ロンドンオリンピック ブラジル女子代表戦
なでしこジャパン 2-0(1-0)ブラジル女子代表
◆強いブラジルに対してなでしこの本領発揮
――すごい試合でしたが、なでしこらしく粘って耐えて、無失点、技ありの攻撃で2得点しました。超しんどい試合だったが、みごとな勝利ですね。
賀川:なでしこの本領発揮でした。日本が最初に左から攻めて大儀見がボーれ―シュートした。速いプレッシングからの攻撃で、今日は調子が良さそうだと思ったら、このあと20分くらい押されっぱなしになった。
――ブラジル選手は動きは速く、パスも正確でどんどん前へ出てきた。
賀川:現地からの報道で、「相手は12人いるのか思った」という日本側の話があったが、まさにその感じ。ボクも、ブラジルはこんないいチームになっていたのかと思った。
――これはアカンと?
賀川:まあこちらは中学生のころから見た目に圧倒されながら勝った試合を何度も経験している。記者になってからも、日本代表が強いときもそうでなかったときも、苦戦、大苦戦の中での勝利を見て来ているから、アカンとは思わず、ほらほら正念場が来た…という感じだった。なでしこは、この前半はじめの守勢を防ぎきったことで、勝利への道を開いた。
――早いうちに左サイドからのアーリークロスにファーポスト際でクリスチアネがジャンプヘッドした。ボールは外へ外れたが、最初のヒヤリでした。

• **データ抜粋**:
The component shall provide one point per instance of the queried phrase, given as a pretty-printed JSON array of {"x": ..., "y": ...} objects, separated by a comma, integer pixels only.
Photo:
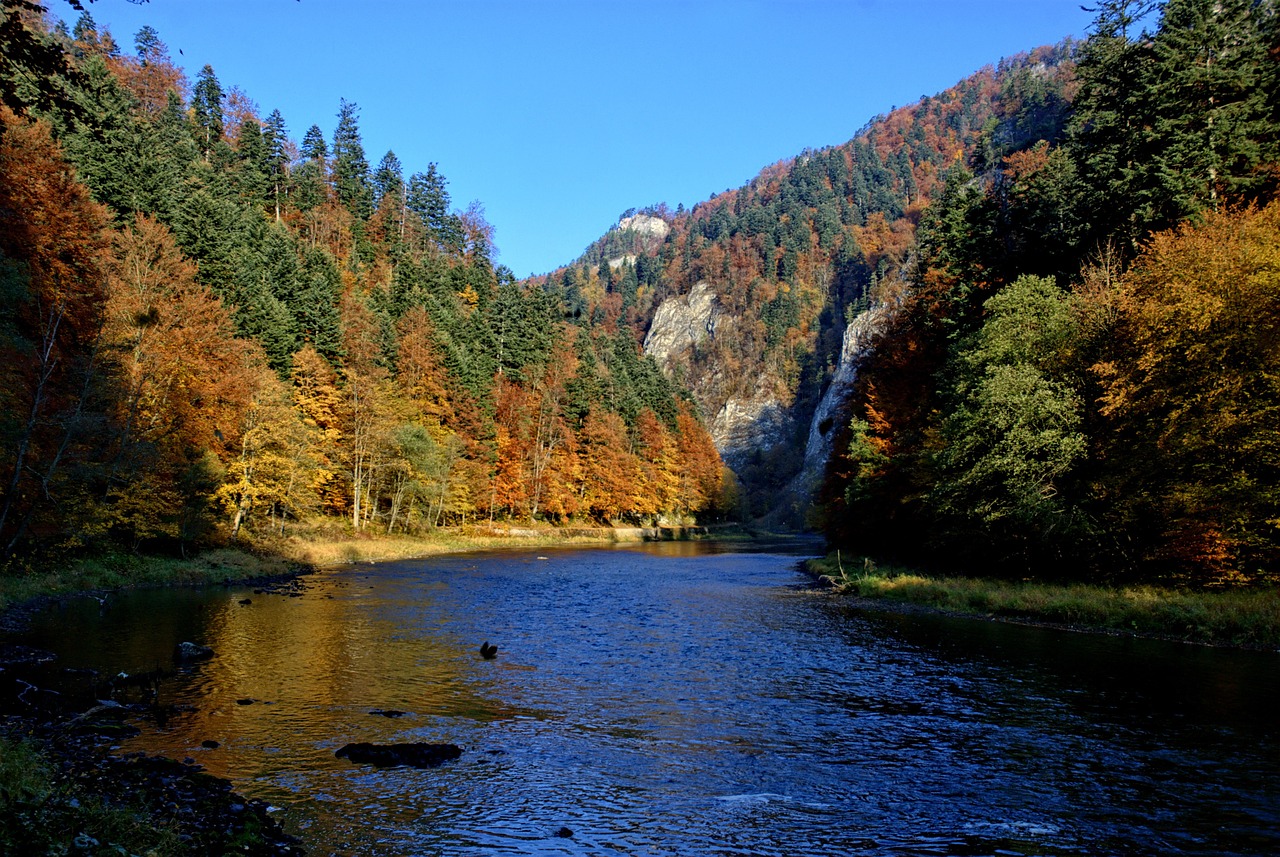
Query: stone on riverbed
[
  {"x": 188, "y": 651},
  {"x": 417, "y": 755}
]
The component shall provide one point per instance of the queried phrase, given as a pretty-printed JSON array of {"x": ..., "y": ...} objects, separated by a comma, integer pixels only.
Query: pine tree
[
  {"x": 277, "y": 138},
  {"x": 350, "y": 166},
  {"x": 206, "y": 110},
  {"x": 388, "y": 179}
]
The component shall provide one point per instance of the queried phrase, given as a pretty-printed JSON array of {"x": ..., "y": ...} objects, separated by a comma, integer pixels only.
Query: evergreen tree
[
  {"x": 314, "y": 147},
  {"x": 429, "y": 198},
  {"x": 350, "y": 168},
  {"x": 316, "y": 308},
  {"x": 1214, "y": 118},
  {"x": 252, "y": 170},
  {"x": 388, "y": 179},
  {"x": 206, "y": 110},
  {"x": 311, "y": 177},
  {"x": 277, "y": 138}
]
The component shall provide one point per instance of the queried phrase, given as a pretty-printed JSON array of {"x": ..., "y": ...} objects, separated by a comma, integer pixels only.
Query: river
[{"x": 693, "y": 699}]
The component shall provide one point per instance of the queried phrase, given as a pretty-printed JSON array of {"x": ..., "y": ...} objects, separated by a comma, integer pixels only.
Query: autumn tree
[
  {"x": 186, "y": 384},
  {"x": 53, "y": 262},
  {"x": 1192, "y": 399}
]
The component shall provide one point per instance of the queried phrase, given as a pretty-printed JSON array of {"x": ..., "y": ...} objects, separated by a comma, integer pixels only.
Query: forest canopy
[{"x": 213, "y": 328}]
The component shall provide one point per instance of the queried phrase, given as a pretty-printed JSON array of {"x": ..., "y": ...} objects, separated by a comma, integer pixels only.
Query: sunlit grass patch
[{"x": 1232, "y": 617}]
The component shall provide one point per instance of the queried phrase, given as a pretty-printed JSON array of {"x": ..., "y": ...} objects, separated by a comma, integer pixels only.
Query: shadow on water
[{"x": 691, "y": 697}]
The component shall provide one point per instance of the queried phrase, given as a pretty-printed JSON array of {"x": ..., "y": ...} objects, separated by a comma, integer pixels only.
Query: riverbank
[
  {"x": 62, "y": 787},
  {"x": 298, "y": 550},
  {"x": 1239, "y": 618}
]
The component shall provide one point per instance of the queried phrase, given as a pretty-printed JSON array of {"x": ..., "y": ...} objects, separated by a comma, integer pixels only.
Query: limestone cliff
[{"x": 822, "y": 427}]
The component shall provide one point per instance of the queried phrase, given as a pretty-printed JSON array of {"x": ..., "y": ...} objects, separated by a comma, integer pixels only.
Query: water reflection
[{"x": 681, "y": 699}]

==

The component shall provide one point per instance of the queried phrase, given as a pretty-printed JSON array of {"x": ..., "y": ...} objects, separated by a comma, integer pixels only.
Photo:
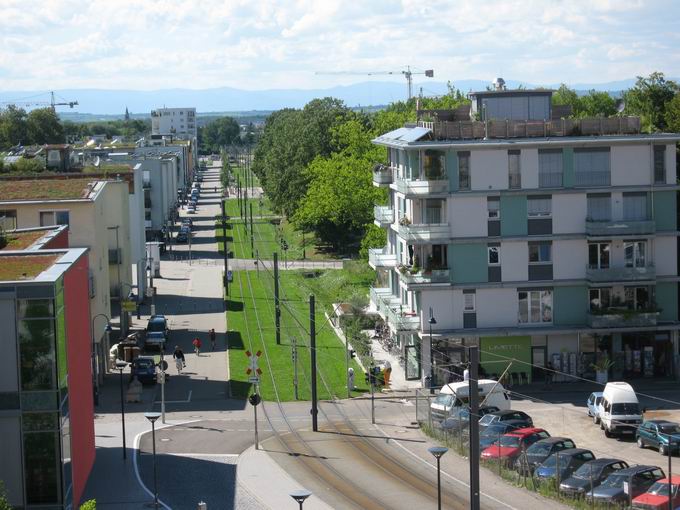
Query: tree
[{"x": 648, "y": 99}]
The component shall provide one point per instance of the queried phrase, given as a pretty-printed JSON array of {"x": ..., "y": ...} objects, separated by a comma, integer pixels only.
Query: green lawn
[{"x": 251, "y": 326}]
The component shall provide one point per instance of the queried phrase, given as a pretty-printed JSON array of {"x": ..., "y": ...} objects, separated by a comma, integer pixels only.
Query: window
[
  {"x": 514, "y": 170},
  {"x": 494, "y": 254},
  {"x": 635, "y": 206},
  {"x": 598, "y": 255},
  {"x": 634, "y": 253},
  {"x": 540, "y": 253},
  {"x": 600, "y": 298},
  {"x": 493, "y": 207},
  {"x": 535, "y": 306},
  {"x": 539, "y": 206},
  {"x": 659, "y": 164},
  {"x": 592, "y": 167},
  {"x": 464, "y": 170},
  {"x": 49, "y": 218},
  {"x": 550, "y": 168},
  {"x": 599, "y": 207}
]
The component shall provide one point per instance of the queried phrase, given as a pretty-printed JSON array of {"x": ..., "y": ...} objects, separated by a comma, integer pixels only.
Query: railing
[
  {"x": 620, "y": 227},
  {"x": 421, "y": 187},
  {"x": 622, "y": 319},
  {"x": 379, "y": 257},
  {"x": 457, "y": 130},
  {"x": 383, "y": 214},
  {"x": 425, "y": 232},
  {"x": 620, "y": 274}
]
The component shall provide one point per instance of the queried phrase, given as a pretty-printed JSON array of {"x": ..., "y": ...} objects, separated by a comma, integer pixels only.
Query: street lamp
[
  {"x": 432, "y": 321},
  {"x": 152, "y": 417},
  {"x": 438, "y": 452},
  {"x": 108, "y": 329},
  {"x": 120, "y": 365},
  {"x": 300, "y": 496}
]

• **演習の課題**:
[1] ブラジル戦の対談のうち「賀川:まあこちらは中学生のこ」から始まり「れたが、最初のヒヤリでした。」で終わる部分を、「ファーポスト」を「ニアポスト」に入れ替えて書き直してください。
[2] ブラジル戦の対談によると、大儀見のシュートのあと日本はおよそ何分間押されっぱなしになりましたか。
[3] ブラジル戦の対談の続きを、最後の文のあとから書き足してください。
項目はこの演習では使いません。

• **課題の解答**:
[1]
賀川:まあこちらは中学生のころから見た目に圧倒されながら勝った試合を何度も経験している。記者になってからも、日本代表が強いときもそうでなかったときも、苦戦、大苦戦の中での勝利を見て来ているから、アカンとは思わず、ほらほら正念場が来た…という感じだった。なでしこは、この前半はじめの守勢を防ぎきったことで、勝利への道を開いた。
――早いうちに左サイドからのアーリークロスにニアポスト際でクリスチアネがジャンプヘッドした。ボールは外へ外れたが、最初のヒヤリでした。

[2] 20分くらいです。

[3]
賀川:その後4分にFKがあって、マルタとフランシエレがボールの近くに立った。マルタがボールをまたいで、フランシエレが右足でシュートした。壁の中に入っていた黄色ユニフォーム3人が空けたスペースを通ってゴールへ飛んだ。GK福元の正面だったが、当然のことだがFKにもいくつかの「テ」を持っていて、しっかりやれるのだなと思ったね。ただし、ボクはマルタの左シュートをまず見たかったのだが…
――14分に大ピンチがあった。やはり左からの高いクロスでなでしこはDFも福元も取れずに落下したボールをレナタ・コスタがシュートした。
賀川:彼女ともう一人の長身選手が落下点のゴール正面に入っていた。日本側は人数はいた。競り合ったがヘディングできず落下したボールが相手の体に当たって後方へバウンドした。それをレナタ・コスタがボレーで蹴った。ピンチではあったが、このシュートは難しいもので、入らなくて当たり前だった。
――というのは
賀川:あのリバウンドボールをシュートするにはボールが自分のいい高さに落ちてくるまで待つことになるが、たいていは待ちきれないで蹴る。するとボールの下から力を加えるので、バーを越えてしまう。
――なるほど
賀川:ブラジル代表(男の方ですよ)のジーニョが日本戦で同じような局面でのボレーを決めたのを思い出した。今回のよりは余裕はあったが、自分のいい形になるまで、それもほんの一呼吸か半呼吸を待ってシュートした。(1995年アンブロカップ@リバプール)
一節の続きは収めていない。